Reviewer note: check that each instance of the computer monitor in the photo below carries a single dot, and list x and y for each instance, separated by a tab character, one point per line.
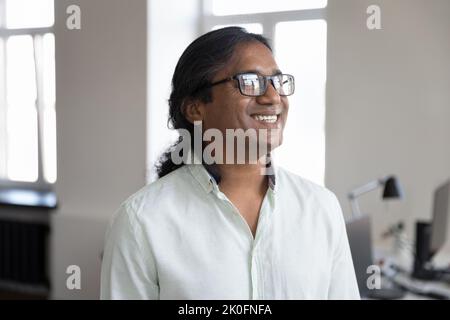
431	236
439	224
359	233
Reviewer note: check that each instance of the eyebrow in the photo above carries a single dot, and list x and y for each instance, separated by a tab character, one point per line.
274	72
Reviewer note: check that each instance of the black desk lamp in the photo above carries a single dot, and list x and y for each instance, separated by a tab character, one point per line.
392	190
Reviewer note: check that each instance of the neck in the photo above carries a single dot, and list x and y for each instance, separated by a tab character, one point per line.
243	176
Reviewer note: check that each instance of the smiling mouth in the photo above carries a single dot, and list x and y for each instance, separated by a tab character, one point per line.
266	118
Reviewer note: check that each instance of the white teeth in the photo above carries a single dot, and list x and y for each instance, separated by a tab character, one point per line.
268	119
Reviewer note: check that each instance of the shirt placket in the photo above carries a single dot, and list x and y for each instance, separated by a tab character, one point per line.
255	257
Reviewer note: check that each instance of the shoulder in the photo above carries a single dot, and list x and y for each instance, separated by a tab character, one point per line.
158	194
304	188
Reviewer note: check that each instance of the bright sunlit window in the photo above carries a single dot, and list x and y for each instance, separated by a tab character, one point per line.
298	31
27	87
231	7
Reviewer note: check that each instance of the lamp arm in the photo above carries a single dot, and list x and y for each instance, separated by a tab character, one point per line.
355	193
372	185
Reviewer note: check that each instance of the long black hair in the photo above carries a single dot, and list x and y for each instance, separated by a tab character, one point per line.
195	69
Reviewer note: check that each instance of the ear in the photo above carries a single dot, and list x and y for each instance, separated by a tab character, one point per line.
193	110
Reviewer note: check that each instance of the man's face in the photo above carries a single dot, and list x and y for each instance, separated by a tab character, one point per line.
230	109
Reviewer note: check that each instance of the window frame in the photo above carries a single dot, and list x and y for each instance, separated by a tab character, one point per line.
268	20
37	35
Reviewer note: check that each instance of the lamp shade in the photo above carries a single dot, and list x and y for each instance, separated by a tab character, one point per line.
392	188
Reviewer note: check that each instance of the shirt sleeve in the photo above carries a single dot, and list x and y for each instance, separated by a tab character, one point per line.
128	266
343	284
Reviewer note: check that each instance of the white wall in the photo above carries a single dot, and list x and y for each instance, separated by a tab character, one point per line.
101	118
388	103
172	26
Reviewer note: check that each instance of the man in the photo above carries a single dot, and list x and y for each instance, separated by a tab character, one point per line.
228	230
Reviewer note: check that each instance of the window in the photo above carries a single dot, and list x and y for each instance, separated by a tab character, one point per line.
27	91
298	31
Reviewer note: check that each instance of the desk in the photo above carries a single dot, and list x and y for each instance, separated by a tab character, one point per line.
403	262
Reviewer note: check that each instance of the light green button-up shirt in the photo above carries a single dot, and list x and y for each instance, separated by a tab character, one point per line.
182	238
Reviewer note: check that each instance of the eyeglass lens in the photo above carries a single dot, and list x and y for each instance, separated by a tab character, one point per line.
256	85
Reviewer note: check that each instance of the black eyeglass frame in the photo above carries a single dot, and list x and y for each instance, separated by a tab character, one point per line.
266	82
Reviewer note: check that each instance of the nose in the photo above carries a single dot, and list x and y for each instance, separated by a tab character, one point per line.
271	95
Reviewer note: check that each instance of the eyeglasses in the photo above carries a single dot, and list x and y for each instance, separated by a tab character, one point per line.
255	85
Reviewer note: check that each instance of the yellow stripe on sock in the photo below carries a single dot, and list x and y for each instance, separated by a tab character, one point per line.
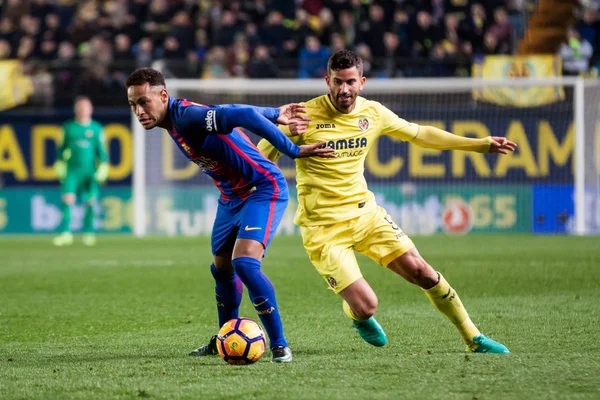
446	300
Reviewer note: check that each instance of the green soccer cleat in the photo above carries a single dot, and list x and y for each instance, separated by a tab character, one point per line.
89	239
371	332
281	354
487	345
64	239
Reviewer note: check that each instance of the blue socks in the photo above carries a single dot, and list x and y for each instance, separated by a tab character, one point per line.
262	295
228	292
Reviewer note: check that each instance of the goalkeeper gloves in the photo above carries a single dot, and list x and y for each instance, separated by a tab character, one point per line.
101	173
60	169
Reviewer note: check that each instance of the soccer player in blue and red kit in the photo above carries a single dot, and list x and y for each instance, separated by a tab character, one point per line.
254	193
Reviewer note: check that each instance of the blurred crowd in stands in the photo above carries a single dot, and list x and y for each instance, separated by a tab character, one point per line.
89	47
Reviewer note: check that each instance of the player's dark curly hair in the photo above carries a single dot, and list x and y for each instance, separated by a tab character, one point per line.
344	59
145	75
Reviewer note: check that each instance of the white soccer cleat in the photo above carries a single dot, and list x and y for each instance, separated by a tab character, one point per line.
64	239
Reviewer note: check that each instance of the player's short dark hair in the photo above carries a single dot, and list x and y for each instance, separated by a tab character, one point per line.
145	75
344	59
80	98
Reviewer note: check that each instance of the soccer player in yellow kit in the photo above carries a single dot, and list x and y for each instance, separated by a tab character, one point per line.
337	213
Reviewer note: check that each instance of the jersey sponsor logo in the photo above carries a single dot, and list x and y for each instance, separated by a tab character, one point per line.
343	144
348	147
211	120
325	126
363	124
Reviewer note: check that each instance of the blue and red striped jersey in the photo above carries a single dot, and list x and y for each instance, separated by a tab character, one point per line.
209	136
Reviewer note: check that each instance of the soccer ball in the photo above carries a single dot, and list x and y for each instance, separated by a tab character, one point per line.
241	341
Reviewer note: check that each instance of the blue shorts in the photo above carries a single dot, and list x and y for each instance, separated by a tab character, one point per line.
255	218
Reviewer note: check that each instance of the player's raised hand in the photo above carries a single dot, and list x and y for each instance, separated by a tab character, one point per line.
502	145
293	113
317	149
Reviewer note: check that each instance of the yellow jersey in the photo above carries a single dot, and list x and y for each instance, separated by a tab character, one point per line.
332	190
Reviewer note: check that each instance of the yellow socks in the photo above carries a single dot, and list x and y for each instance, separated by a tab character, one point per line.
445	299
348	310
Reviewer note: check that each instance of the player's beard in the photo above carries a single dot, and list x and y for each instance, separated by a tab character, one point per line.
345	100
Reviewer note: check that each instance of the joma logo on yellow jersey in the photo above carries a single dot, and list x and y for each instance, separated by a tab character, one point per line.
325	126
342	144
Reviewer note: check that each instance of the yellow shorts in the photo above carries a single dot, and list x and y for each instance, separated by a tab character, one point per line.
330	247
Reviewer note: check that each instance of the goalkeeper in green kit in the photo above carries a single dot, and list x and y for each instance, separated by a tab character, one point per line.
81	166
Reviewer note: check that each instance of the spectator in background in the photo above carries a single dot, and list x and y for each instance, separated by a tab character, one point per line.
123	54
474	26
67	73
172	50
225	34
144	54
26	48
256	10
274	33
157	19
48	50
588	27
262	65
215	66
502	30
326	27
52	28
5	49
400	25
365	53
181	28
192	68
347	27
372	31
459	8
576	53
238	57
491	46
337	43
425	35
390	66
313	59
440	66
251	33
8	31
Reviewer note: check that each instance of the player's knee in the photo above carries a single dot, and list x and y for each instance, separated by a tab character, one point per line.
245	267
423	274
69	199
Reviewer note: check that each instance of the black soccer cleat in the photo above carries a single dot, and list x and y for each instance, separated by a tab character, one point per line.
281	354
209	349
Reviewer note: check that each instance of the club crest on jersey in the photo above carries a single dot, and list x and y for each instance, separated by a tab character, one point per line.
206	163
332	282
363	124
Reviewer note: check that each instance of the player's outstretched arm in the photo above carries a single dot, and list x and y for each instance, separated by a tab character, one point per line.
228	119
434	138
288	114
270	113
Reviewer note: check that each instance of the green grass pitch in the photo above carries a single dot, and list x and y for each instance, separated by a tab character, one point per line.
116	322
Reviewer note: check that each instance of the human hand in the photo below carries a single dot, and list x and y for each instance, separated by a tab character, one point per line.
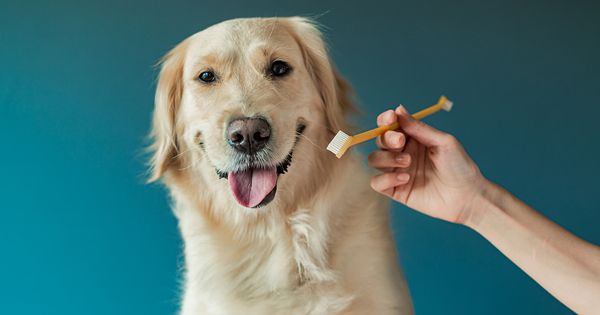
425	169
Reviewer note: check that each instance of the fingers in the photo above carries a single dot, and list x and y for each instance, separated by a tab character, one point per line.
384	182
384	160
419	130
390	140
386	118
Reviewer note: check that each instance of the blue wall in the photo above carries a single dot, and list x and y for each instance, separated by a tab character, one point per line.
81	234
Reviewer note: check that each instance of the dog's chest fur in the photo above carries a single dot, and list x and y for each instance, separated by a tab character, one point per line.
270	268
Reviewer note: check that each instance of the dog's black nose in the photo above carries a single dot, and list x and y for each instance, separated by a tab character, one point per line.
248	135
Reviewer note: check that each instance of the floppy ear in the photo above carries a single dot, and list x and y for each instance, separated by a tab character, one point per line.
335	91
166	103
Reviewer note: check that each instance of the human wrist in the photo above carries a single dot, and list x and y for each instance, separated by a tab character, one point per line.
487	202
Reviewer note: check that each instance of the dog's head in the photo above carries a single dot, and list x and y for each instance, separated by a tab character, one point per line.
242	103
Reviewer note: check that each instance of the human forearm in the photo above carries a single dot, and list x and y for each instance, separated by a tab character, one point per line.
566	266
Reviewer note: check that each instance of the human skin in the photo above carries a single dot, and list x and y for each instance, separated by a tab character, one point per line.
429	171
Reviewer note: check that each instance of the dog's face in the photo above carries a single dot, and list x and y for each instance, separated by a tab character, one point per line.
242	103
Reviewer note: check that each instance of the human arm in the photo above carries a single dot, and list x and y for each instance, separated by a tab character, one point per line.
429	171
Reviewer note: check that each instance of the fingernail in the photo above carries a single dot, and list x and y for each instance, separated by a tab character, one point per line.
403	177
389	117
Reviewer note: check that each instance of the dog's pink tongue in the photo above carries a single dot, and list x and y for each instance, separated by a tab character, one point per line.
251	186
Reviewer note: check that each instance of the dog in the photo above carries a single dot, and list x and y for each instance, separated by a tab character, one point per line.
271	222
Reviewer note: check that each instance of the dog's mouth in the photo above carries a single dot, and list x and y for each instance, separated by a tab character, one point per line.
255	185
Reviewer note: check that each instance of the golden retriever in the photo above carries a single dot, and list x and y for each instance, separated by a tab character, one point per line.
272	223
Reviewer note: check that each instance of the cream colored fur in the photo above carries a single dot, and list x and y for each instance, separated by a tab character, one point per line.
323	245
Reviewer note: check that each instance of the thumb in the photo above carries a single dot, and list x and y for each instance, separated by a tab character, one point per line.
419	130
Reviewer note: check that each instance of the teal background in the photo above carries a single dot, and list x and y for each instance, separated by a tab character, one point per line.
80	232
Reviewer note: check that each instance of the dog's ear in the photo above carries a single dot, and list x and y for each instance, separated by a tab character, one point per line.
168	95
336	92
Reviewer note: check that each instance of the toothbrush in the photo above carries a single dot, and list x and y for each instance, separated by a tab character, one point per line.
342	141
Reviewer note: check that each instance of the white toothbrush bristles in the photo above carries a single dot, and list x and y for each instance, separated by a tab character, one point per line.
339	144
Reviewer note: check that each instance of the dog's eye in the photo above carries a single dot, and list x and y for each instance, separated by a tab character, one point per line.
207	76
279	68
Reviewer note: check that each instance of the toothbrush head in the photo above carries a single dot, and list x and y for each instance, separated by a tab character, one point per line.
447	105
340	144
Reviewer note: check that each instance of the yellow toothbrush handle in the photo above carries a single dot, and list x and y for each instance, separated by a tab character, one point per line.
368	135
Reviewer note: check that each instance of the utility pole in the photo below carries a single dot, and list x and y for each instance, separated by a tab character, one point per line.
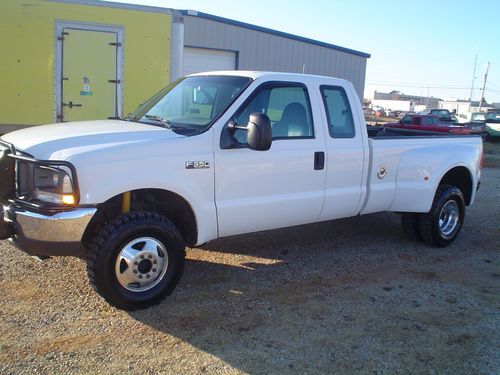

• _What is expected_
Pull out every line of the material above that contains the word "joma", matching case exactly.

• _Result_
Reviewer note: check that each instance of the joma logo on yellow jersey in the photo above carries a single dot, and list x and y for each instance, separated by a tab character, one point per line.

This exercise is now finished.